## Work to do
Repeat the part of the API help page that starts with "A note about" and goes on through "(e.g. http://opendatacommunities.org/sparql.json?query=... )", word for word.

Start Excerpt

API Help
There are a number of ways to access the data in PublishMyData-powered sites. This page describes Version 1.0 of our API. We expect to add additional features in future, but we'll try to make any changes backward compatible. That might not always be possible, but if we stop supporting any of the features listed here, we'll let you know.
A note about domain names:
The examples in this document use publishmydata.com as the domain for the requests, but the concepts apply to all PublishMyData-powered sites. If you're accessing data from another site, simply replace the domain name with that of the site you wish to query (e.g. http://opendatacommunities.org/sparql.json?query=... )
Contents:
Linked Data Browsing
URI Dereferencing
Following the standard practices for Linked Data, we distinguish between a resource and documents about a resource. Identifiers for the resource follow the pattern:
http://{domain}/id/{...}
When you look them up you get redirected to the corresponding document about that thing. The document URL follows the pattern:
http://{domain}/doc/{...}
For example, in our Transport for London dataset, the identifier for Euston Underground Station is
http://publishmydata.com/id/transport/uk/transport-for-london/station/euston
If you put this into your browser you get redirected to an HTML page about Euston
http://publishmydata.com/doc/transport/uk/transport-for-london/station/euston
Resource Document Formats
You can specify what format you want that document to be in. By default you get HTML in a human-readable form, but you can also ask for the document in one of several RDF formats: RDF/XML, N-triples, Turtle or RDF/JSON.

End Excerpt
Start Dataset content

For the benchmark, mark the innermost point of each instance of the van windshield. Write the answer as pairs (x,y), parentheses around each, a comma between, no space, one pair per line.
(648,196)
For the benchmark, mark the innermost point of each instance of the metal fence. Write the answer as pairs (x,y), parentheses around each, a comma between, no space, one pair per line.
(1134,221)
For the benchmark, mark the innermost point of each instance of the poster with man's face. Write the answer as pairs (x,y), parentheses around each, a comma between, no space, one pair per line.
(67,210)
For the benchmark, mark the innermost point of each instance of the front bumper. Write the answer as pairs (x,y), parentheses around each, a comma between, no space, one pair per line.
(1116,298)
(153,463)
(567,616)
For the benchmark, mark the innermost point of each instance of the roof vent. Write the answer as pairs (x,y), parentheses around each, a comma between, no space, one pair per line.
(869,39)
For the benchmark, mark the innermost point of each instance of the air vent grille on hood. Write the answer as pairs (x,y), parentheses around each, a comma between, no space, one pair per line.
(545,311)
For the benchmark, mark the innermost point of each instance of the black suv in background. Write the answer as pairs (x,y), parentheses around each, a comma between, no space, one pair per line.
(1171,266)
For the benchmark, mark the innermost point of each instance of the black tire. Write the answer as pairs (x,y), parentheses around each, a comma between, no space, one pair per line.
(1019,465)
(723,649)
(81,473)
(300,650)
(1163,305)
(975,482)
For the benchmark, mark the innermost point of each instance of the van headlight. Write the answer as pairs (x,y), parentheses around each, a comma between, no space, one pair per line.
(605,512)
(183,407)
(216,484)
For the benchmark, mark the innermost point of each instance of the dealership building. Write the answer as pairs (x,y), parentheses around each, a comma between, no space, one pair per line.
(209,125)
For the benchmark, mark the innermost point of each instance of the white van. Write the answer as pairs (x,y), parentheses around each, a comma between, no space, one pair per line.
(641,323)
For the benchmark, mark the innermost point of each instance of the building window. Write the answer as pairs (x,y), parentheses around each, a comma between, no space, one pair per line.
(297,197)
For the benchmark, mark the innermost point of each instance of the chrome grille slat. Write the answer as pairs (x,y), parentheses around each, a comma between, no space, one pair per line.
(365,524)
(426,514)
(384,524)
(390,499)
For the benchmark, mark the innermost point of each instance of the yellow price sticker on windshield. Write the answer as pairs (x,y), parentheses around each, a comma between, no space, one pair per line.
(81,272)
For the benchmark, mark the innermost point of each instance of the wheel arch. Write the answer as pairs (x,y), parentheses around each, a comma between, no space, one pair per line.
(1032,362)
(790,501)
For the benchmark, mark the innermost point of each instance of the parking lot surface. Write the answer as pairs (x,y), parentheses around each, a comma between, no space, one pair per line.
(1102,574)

End Dataset content

## Completed task
A note about domain names:
The examples in this document use publishmydata.com as the domain for the requests, but the concepts apply to all PublishMyData-powered sites. If you're accessing data from another site, simply replace the domain name with that of the site you wish to query (e.g. http://opendatacommunities.org/sparql.json?query=... )